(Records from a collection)
● ● ● ●

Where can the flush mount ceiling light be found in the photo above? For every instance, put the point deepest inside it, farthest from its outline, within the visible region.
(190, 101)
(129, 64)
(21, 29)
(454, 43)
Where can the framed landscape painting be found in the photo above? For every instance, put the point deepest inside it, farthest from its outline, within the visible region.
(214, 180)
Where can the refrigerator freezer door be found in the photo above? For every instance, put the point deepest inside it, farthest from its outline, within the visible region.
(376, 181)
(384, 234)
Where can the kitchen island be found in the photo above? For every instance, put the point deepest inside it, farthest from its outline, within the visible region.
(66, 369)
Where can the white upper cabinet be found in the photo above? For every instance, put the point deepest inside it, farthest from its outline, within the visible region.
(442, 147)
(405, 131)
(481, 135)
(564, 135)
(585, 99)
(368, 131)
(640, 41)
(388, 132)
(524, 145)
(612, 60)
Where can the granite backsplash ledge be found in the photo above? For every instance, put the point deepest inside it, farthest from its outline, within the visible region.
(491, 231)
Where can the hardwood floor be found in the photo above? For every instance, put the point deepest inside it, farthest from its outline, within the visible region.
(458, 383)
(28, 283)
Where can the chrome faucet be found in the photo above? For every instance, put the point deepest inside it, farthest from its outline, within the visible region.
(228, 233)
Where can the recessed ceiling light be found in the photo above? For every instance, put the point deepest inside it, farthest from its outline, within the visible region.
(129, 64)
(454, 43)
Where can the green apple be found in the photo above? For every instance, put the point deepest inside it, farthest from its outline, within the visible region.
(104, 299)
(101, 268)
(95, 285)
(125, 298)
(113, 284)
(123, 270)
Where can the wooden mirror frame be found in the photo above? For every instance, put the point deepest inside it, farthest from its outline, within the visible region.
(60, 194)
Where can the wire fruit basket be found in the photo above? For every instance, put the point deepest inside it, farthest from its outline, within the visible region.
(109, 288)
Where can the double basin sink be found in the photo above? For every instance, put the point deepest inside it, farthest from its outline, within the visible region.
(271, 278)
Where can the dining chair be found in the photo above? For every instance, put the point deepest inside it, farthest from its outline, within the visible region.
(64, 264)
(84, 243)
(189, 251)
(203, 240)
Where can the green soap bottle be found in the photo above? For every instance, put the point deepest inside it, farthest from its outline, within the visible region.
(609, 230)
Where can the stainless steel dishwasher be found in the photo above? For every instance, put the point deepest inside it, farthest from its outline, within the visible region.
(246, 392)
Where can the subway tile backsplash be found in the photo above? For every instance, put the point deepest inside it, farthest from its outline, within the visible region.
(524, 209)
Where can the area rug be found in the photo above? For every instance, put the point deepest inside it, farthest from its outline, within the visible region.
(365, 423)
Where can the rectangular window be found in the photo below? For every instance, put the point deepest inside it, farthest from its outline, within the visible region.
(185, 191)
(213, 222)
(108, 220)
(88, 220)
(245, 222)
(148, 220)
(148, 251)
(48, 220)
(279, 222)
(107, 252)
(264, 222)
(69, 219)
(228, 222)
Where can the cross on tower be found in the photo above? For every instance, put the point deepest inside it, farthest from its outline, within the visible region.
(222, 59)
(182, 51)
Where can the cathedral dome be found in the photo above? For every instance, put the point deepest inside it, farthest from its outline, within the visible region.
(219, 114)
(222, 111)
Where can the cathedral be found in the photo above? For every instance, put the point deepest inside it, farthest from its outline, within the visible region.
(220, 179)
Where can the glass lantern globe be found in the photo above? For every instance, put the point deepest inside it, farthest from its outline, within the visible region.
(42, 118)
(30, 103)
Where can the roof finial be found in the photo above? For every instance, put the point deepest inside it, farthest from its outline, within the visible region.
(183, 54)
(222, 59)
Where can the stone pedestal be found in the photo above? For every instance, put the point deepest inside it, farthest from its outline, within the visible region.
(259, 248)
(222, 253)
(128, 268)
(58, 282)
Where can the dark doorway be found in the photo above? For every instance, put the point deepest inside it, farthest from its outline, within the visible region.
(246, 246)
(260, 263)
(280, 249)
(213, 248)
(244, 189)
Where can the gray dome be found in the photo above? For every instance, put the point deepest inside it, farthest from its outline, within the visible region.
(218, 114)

● ● ● ●

▶ **Task to complete**: Extract, word for word, each line of the listing above.

▶ **Output for this task**:
Where can the flush mount ceiling light be found in the photo above? For every instance, put the point deepest inside it, farthest from its outline, within the visible region.
(190, 101)
(129, 64)
(21, 29)
(454, 43)
Where can the framed landscape painting be found in the photo above? For every instance, put the point deepest inside it, farthest from its outline, within the visible region.
(214, 180)
Where can the refrigerator freezer door be found in the photo above? For every instance, put the point deepest inside it, farthest from its outline, within the visible region.
(376, 181)
(384, 234)
Where can the kitchen island be found in the photo above? For every instance, put the point deepest inside it, farthest from its outline, within the visible region.
(66, 369)
Where can the white upper cabinet be found in the photo above? For every instance, put the point deepest inside it, farthest from its outline, within the visible region.
(442, 147)
(405, 131)
(481, 135)
(564, 135)
(585, 99)
(368, 131)
(640, 41)
(388, 132)
(524, 145)
(612, 60)
Where can the granite backsplash ledge be found in the photo above? For every instance, put the point deepest inside it, farthest from its outline, within the visible region.
(491, 231)
Where can the hardwood floor be found in the photo above? For every instance, put the point deepest inside it, farthest from its outline, within the visible region.
(458, 383)
(28, 283)
Where can the chrome faucet be found in the photo above? For every instance, put the point deepest inside it, farthest from its outline, within the visible region.
(228, 233)
Where can the recessed ceiling light be found in the photo above? For every instance, put the point deepest inside it, farthest from its outline, within the visible region.
(129, 64)
(454, 43)
Where can the green apple be found in the photo above? For every instance, put the point deepest inside it, farthest from its outline, within the visible region.
(104, 299)
(101, 268)
(95, 285)
(125, 298)
(113, 284)
(123, 270)
Where can the wooden mirror frame be found in the photo above? For every instance, put the point deepest inside it, farthest from its outline, within the visible region.
(60, 194)
Where can the wire fruit basket be found in the photo above? For every instance, put the point deepest inside it, farthest from its outline, within the visible region.
(109, 288)
Where can the double basin sink be found in the photo above? For every instance, put the point deepest inside it, farthest from its outline, within the visible region.
(271, 278)
Where can the dining chair be found in the photo above? For every instance, put the point deepest inside it, farthest from its outline, within the visible region.
(64, 264)
(84, 243)
(189, 251)
(203, 240)
Where can the green soap bottle be found in the photo above? For every instance, put the point deepest inside it, farthest from its outline, within the visible region.
(609, 230)
Where can the stainless steel dishwasher be found in the photo above? For every instance, put the point deepest inside it, farthest from its outline, within the visible region.
(246, 392)
Where can the subway tile backsplash be found in the photo above? For every instance, put the point deepest inside it, farthest from its outline, within the visible region.
(524, 209)
Where can the area rug be found in the photo above? For every instance, put the point deepest inside it, farthest from its outline, within the visible region.
(365, 423)
Where can the rectangular window be found in the photo below? For every instance, put the point deepest inside it, farthest from its outline, within the visible region.
(185, 191)
(213, 222)
(108, 220)
(88, 220)
(245, 222)
(148, 220)
(148, 251)
(48, 220)
(279, 222)
(107, 252)
(264, 222)
(69, 219)
(228, 222)
Where can the cross on tower be found in the photo above? For every instance, put the point deepest inside it, farthest from its outline, within the visible region.
(222, 59)
(182, 51)
Where can the cathedral dome be found in the photo above? For every instance, put the point deepest inside it, farthest from its outline, within the visible region.
(219, 114)
(222, 111)
Where can the cathedral be found in the photo above? For every instance, put the point deepest inside it, farthest from its outline, within the visible region.
(220, 179)
Where can the glass lantern globe be found in the photo above? For every instance, put the point deepest inside it, farthest from its outline, within the visible region.
(42, 118)
(30, 103)
Where can the roof finial be found in the photo above? For every instance, put the point deepest inside it, farthest from its outline, within the visible region.
(183, 54)
(222, 59)
Where can the stone pedestal be found in the photo above? For every instance, put the point deepest inside it, farthest from its outline, within the visible region.
(259, 248)
(222, 253)
(128, 268)
(58, 282)
Where can the dark doorway be found in the photo above? For every instance, put the point deepest inside it, farthest from its outline, within the visible region.
(246, 246)
(260, 263)
(280, 249)
(213, 248)
(244, 189)
Where can the gray dome be found in the photo above? For every instance, put the point deepest inside it, farthest from its outline, within the visible region.
(218, 114)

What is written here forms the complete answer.